═══ Excerpt

I don't see how telling the congregation someone else's secret is a part of any code of conduct. How pathetic!!! I call it gossip, witch hunting, cowardice.To listen to someone else's problems and then go behind their backs and tell the world instead of offering help, advice, support, love, and alternatives is an act of selfish righteousness. Obvoiusly, this woman was mislead into thinking that her pastor was indeed a shepard and not just one of the sheep. Had she wanted to risk her situation to be divulged, she would have told a friend instead, someone at her same level. She has obviously gone through enough pain and grief that she felt forced to seek secular help for what she considered an abuse of power within her congregation - something we see with alarming frequency.

Anonymous said...

There has been some good discussion here so I won't pile on to the other arguments already made. (Especially those touching on the confidentiality/pastoral duty issues.) One comment I would like to accentuate is the matter of sin in the church and what to do with it.

If you are a Christian and following the Scripture, you will follow the Matthew 18 text. This appears to be what Pastor Westbrook followed. There you will find the Lord's prescription for handling church members who refuse to turn from their sin. In the Penely case, it was only after repeated requests that she stop her extra-marital affair that Pastor Westbrook finally brought the matter to the congregation for church discipline.

For those of you who are not Christians, this is going to stretch you a little, but going before the congregation was an act of love. An act of love for the congregation and for Penely, her adulterous lover and for her husband. Sin is the destroyer for me, you and everyone. It needs to be dealt with. The Lord attones for our sin, to those who accept Christ, but He also asks us to "turn and sin no more." We all fail at this and continue to sin from time to time. But the key here is the willingness to turn and repent from the sin.

I feel bad for Ms. Penely, but hope that the ordeal has caused her to question what's really important in this life.

eeka said...

Unfortunately, I believe they're right. A counselor of any type is only bound to ethical guidelines if they hold some sort of credential that includes these. Your denomination provides extensive training to clergy and has you swear to ethical standards, but others do not.

══════

■ Instructions to follow: Print the passage of the comments on the pastor's disclosure from "For those of" up to and including "eeka said...". The lines after this text have nothing to do with it.

═══ Data segment

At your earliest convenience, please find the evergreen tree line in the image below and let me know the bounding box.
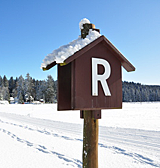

══════

■ Answer box:
For those of you who are not Christians, this is going to stretch you a little, but going before the congregation was an act of love. An act of love for the congregation and for Penely, her adulterous lover and for her husband. Sin is the destroyer for me, you and everyone. It needs to be dealt with. The Lord attones for our sin, to those who accept Christ, but He also asks us to "turn and sin no more." We all fail at this and continue to sin from time to time. But the key here is the willingness to turn and repent from the sin.

I feel bad for Ms. Penely, but hope that the ordeal has caused her to question what's really important in this life.

eeka said...